- DESCRIPTION OF THE TASK -
Write the next part of the passage on insecticide resistance in malaria mosquitoes and malaria control in Senegal, beginning after its final sentence.

- PASSAGE SHOWN -
==*==

Increases in the prevalence of these mutations have been reported, which may be due to intensive use of DDT and pyrethroids for crop protection, particularly cotton, and for public health purposes. Use of pyrethroids in agriculture and for treating nets has been recognized as a factor in the selection of resistant mosquitoes in sub-Saharan Africa [11, 12]. The presence of the two resistance alleles has been studied in Nigeria [13], Benin [14], Cameroon [15], Equatorial Guinea [16], Gabon [17], Uganda [18], Kenya and the United Republic of Tanzania [19], Malawi and Mozambique [20], but so far not in Senegal, the far west of the continent [21].

Malaria is a major public health concern in Senegal. It occurs throughout the year, with a peak during the rainy season. Since 2000, the national malaria control programme has elaborated 5-year action plans, which were successfully implemented with partners [22]. The aim of the latest plan (2006–2010) was to reduce mortality and morbidity from malaria by 50 %. Between the beginning of 2006 and the end of 2009, proportional morbidity due to malaria fell from 33.6 to 3.1 % and proportional mortality from 18.2 to 4.4 % [2, 22]. These results were due to wide-scale treatment of malaria with artemisinin-based combination therapy, generalized use of free rapid diagnostic tests to confirm malaria, massive distribution of long-lasting insecticide-treated bed nets for the most vulnerable people and indoor residual spraying with pyrethroids [23, 24].

Urbanization used to be thought to reduce malaria transmission [25], but this view is changing, and urban malaria is now considered a major emerging health problem in Africa [26]. The rapid, unplanned growth of towns and cities generally results in inferior housing, poor sanitation and increased pollution, all of which could affect the distribution and abundance of mosquito vectors [27, 28]. Invasion of these ‘urban islands’ by malaria vectors, mainly Anopheles arabiensis, can be attributed to local adaptation and use of atypical breeding sites, such as polluted water pools or ditches [29, 30]. Urban insecticide resistance might therefore represent a serious threat to the ambitious programme of further scaling-up coverage with long-lasting insecticide-treated bed nets.

==*==

- DATA -

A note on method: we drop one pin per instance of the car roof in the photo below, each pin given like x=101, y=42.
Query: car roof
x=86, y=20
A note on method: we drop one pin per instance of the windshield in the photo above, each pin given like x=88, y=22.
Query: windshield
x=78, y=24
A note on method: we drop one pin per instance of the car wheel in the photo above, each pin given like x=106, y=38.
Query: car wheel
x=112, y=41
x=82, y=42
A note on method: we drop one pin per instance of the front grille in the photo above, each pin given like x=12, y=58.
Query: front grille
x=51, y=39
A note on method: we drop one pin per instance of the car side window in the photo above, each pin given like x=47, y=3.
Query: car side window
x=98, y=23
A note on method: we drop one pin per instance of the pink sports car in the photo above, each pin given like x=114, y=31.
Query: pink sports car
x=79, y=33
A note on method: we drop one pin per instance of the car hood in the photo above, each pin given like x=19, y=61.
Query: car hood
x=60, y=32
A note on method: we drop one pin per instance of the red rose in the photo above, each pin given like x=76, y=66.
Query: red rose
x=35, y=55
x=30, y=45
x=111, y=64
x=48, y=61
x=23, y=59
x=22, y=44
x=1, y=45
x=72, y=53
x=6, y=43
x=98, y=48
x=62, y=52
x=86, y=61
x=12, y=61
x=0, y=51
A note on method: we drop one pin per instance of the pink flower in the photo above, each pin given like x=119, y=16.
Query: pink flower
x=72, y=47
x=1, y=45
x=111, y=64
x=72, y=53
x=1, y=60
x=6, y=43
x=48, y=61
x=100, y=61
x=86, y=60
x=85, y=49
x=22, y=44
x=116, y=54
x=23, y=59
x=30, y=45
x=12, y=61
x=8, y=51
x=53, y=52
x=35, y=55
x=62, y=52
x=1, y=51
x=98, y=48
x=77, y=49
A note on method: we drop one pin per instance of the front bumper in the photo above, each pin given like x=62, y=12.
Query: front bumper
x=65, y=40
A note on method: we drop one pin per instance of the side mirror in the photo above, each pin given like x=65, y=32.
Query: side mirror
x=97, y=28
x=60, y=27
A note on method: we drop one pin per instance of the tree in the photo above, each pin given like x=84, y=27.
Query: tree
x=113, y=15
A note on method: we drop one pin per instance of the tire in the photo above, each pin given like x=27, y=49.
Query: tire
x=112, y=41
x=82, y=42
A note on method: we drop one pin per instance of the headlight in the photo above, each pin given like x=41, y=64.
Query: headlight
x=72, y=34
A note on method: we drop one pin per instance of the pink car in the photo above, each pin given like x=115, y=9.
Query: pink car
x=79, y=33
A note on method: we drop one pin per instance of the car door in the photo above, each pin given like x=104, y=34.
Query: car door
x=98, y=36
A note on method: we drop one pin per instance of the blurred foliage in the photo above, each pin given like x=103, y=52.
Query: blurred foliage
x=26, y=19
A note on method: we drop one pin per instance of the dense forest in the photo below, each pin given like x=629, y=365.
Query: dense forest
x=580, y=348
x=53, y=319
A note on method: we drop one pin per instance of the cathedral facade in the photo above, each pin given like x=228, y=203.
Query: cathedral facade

==*==

- ANSWER BELOW -
No study has been conducted to assess whether urbanization is a threat to malaria control in Senegal. To test this hypothesis, a longitudinal entomological surveillance study was initiated, with monitoring of the level and mechanisms of insecticide resistance in An. arabiensis populations at three urban sites near Dakar.

Methods

Study area

This study is part of the Urban Malaria Project, which has been described in detail elsewhere [21]. Briefly, Dakar (14°40′20″ North, 17°25′22″ West), the capital city of Senegal, is located on the Cap-Vert peninsula at the western-most point of Africa. The population was estimated at 1,030,594 in 2005, representing about 20 % of the country’s population, with a population density of 12,233 per km2. The altitude does not exceed 104 m. The study reported here was conducted in 44 different areas of downtown Dakar and in Pikine, Thiaroye and Guediawaye, three of Dakar’s satellite cities. The urbanization, climate and characteristics of these areas have been described in detail [21, 30, 31].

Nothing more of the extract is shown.